**SHORT TASK:** Please lay out the records from the line containing "Expected: for every instance of the wooden" through the end of the records as a JSON list of strings, one string per line, with blank lines and pictures left out.

**MATERIALS PROVIDED:**
>>
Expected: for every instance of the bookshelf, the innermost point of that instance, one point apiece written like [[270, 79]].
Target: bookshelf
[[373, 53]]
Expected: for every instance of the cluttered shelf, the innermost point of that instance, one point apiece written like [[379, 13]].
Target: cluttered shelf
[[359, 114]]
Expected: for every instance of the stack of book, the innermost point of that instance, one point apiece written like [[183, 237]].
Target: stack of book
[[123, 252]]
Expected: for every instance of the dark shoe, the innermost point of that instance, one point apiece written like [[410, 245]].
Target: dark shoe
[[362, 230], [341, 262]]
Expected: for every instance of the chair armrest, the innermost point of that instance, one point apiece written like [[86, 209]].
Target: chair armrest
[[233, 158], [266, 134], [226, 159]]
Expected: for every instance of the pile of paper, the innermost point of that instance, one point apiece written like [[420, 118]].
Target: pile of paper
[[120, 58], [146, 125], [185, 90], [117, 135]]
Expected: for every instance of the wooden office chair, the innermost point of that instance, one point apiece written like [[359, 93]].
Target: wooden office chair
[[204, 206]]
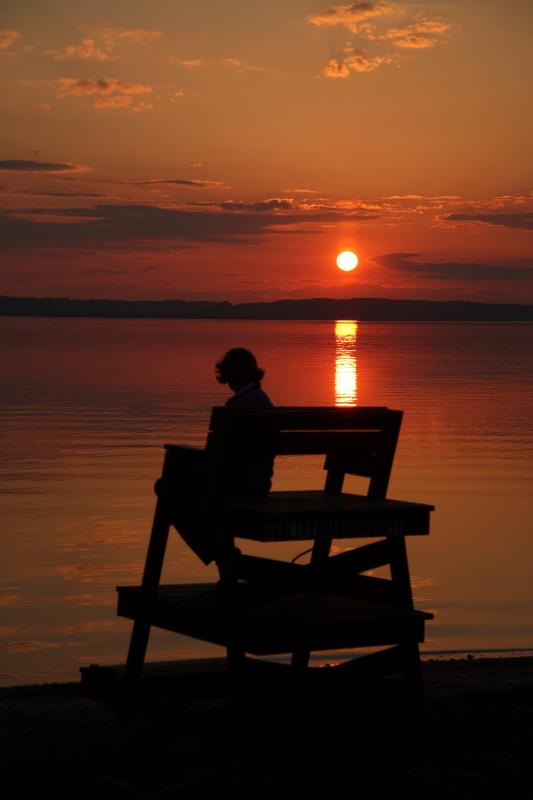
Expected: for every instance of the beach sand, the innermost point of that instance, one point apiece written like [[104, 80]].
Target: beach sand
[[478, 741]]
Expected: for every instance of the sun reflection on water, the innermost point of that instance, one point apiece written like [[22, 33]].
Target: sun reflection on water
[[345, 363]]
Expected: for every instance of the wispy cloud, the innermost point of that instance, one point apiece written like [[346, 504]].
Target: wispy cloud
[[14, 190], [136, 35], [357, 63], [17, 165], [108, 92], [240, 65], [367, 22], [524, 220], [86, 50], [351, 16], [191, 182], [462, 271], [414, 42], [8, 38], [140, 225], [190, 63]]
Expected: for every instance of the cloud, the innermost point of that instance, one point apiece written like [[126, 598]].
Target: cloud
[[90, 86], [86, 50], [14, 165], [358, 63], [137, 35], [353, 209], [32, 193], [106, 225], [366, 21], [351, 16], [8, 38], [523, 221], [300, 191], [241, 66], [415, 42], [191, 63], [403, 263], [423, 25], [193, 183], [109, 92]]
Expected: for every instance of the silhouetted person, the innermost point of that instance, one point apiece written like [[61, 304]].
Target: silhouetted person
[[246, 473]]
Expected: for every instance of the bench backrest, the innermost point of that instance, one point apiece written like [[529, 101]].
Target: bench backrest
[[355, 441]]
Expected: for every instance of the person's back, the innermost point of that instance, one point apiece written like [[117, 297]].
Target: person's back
<<
**RESPONSE TO THIS TASK:**
[
  "Expected: for every instance of the wooden office chair, the innermost point of that instance, one point apiece written like [[359, 93]].",
  "Target: wooden office chair",
  "[[204, 206]]",
  "Expected: for every instance of the beach sand, the innermost point of that instance, one point apiece written like [[104, 80]].",
  "Target: beach sand",
  "[[478, 741]]",
  "Expected: for every instance of the sun reflection on water, the innermost point of that instance, one point apiece written like [[22, 33]].",
  "Target: sun reflection on water",
  "[[345, 363]]",
  "Expected: for every instance of the wispy cloud, the innermost point of that instance, one point apiece written like [[346, 504]].",
  "Target: wispy cloud",
  "[[14, 190], [136, 35], [357, 63], [17, 165], [108, 92], [240, 65], [367, 22], [524, 220], [86, 50], [351, 16], [191, 182], [462, 271], [414, 42], [8, 38], [140, 225], [190, 63]]",
  "Expected: for every instance of the cloud, the innermost point of that instance, one point apiece written like [[126, 598]].",
  "Target: cloud",
  "[[90, 86], [86, 50], [14, 165], [358, 63], [137, 35], [353, 209], [32, 193], [106, 225], [366, 21], [351, 16], [8, 38], [523, 221], [300, 191], [241, 66], [415, 42], [191, 63], [403, 263], [423, 25], [193, 183], [109, 92]]",
  "Expected: for every instance of the silhouetted person, the innermost point of that instance, one point apiece written like [[61, 304]].",
  "Target: silhouetted person",
  "[[246, 473]]",
  "Expected: for every instance of the bench backrest, the innermost point of that instance, one point apiece written like [[529, 101]].",
  "Target: bench backrest",
  "[[355, 441]]",
  "Expected: for every instance of the person's back, the innermost point of that instance, one point apiece written like [[117, 297]].",
  "Target: person's back"
]